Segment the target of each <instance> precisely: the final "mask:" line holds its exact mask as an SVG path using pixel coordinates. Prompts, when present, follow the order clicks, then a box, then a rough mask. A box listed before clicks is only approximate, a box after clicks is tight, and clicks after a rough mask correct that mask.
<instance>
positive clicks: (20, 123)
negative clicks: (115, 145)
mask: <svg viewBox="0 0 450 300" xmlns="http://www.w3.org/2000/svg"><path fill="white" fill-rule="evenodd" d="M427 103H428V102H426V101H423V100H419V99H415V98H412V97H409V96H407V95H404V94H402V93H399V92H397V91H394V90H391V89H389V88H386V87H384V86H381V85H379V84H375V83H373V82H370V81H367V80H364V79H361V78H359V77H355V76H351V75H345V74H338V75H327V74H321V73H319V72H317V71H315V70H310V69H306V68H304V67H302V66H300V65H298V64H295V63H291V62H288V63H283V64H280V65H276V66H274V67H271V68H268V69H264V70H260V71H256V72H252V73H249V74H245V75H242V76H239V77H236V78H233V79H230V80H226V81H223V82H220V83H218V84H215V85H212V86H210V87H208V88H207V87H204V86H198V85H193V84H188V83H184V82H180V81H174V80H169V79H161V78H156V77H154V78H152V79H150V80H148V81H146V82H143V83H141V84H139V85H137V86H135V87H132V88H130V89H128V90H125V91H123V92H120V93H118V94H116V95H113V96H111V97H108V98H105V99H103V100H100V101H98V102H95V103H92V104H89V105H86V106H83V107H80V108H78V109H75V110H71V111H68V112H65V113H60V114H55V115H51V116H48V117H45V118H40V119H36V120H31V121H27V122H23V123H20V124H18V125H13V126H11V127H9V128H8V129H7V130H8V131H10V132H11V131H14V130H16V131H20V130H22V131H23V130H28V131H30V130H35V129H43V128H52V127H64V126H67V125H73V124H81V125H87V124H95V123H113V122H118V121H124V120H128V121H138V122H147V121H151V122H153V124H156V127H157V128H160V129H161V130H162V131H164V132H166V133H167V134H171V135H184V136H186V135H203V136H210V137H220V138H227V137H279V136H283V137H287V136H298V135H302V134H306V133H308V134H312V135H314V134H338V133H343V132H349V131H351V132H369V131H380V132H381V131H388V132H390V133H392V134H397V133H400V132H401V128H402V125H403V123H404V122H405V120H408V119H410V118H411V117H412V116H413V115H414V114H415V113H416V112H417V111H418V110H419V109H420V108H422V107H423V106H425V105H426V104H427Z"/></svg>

● EXERCISE OBJECTIVE
The listing is to be retyped in full, exactly as shown.

● REPLY
Segment the target of each <instance> precisely: the final "mask:" line holds its exact mask as an SVG path using pixel coordinates. Prompts, when present, follow the order clicks, then a box, then a rough mask. A box listed before clicks is only approximate, a box after clicks is tight, and clicks after a rough mask correct that mask.
<instance>
positive clicks: (20, 123)
negative clicks: (115, 145)
mask: <svg viewBox="0 0 450 300" xmlns="http://www.w3.org/2000/svg"><path fill="white" fill-rule="evenodd" d="M427 103H428V102H426V101H423V100H419V99H415V98H412V97H409V96H407V95H404V94H402V93H399V92H397V91H394V90H391V89H389V88H386V87H384V86H381V85H379V84H375V83H373V82H370V81H367V80H364V79H361V78H359V77H355V76H351V75H345V74H338V75H327V74H321V73H319V72H317V71H315V70H310V69H306V68H304V67H302V66H300V65H298V64H295V63H291V62H288V63H283V64H280V65H276V66H274V67H271V68H268V69H264V70H260V71H256V72H252V73H249V74H245V75H242V76H239V77H236V78H233V79H230V80H226V81H223V82H220V83H218V84H215V85H212V86H210V87H208V88H207V87H204V86H198V85H193V84H188V83H184V82H180V81H174V80H169V79H161V78H156V77H154V78H152V79H150V80H148V81H146V82H143V83H141V84H139V85H137V86H135V87H132V88H130V89H128V90H125V91H123V92H120V93H118V94H116V95H113V96H111V97H108V98H105V99H103V100H100V101H98V102H95V103H92V104H89V105H86V106H83V107H80V108H78V109H75V110H71V111H68V112H65V113H60V114H55V115H51V116H48V117H45V118H40V119H36V120H31V121H27V122H23V123H20V124H18V125H13V126H11V127H9V128H8V129H7V130H8V131H10V132H11V131H14V130H16V131H20V130H22V131H23V130H28V131H30V130H35V129H43V128H52V127H64V126H67V125H73V124H81V125H87V124H95V123H113V122H118V121H124V120H128V121H138V122H147V121H151V122H153V124H156V127H157V128H160V129H161V130H162V131H164V132H166V133H167V134H171V135H184V136H186V135H203V136H210V137H220V138H227V137H279V136H283V137H287V136H298V135H302V134H306V133H308V134H312V135H314V134H338V133H343V132H349V131H351V132H369V131H380V132H381V131H388V132H390V133H392V134H397V133H400V132H401V128H402V125H403V123H404V122H405V120H408V119H410V118H411V117H412V116H413V115H414V114H415V113H416V112H417V111H418V110H419V109H420V108H422V107H423V106H425V105H426V104H427Z"/></svg>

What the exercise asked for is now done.